_PASSAGE:_
What's This Blog About?

Pacific Grove is nearly an island - it is in the minds of people who live here - "surrounded" on two sides by the blue cold ocean. In a town that's half water and half land, we're in a specific groove where we love nature but also love to leave and see what the rest of the world is doing. Welcome along!

Monday, May 3, 2010

End of a Trip, Beginning of a Journey

5/1/10:  Last day to see Santa Fe, we are in a mellow mood with no particular plan in mind.  Breakfast again at the casita's home base at Casa del Toro.  To explain, the Casa is manager of about 11 rental units in the immediate area, small homes that have been converted from private to commercial use one by one.  The office itself is also a small home that's been converted; its livingroom space is now used to serve buffet breakfast every morning for about an hour to guests staying in all the other small homes, although this is an option for guests, and they pay an extra $9 per day for the meal.

Today, we have blue cornmeal pancakes, berry sauce, natural maple syrup, vegetarian breakfast sausage, fresh fruit salad, coffee, a variety of breads, and fresh juice.  Very tasty and casual.  They print our boarding passes for our flights the next day and we all join in some stimulating conversation with the cook, her friend and two other couples as we munch.  

The air is crisp but clear, and we begin walking the approximately one mile distance to the train depot area where the farmer's market is held every Saturday morning.  Santa Fe has done a great deal of work upgrading its railyard from a grafitti-scrawled abandoned eyesore to a mixed use commercial area where cafes and a newly redesigned depot building attract shoppers and families.  The train is still in use and is nicknamed RailRunner with a roadrunner mascot as emblem.

I am fascinated with all farmers' markets, so the opportunity to visit the thriving and vigorous market in Santa Fe is one of the highlights of my visit to the city.  The market place is thronged with shoppers and sightseers, bundled against the cool breeze.  Musicians fill the air with bohemian tunes and their opened instrument cases are beginning to fill with cash from appreciative listeners.  I am interested to see what is being offered from the local farmers and cottage industry as it will be nearly totally different from what I find in the market at home.

There are cheese makers with large wheels of parmesian-like white organic aged cheese, bent willow furniture pieces, local mushrooms, decorative items made from chile peppers, hearty breads stacked in rustic baskets, herbs to grow, packaged blue corn meal, chutneys and mustards spiced with locally grown seasonings, spring greens and pecans from southern New Mexico.  I sample honey, cheese, bread; inhale the fragrance of delicate lavendar sachets and tender soaps.  Business looks brisk.  People are coming and going on foot carrying bulging sacks of produce and other goods.  The scent of grilled sausages wafts past; if I had not just eaten breakfast, I would have had one.

_DATA SECTION:_
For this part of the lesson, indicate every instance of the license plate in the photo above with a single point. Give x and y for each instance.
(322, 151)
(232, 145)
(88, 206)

_DIRECTIVE:_ In the Santa Fe blog post, what is the train's nickname? Please leave the material out of this; it plays no part here.

_FINISHED ANSWER:_ RailRunner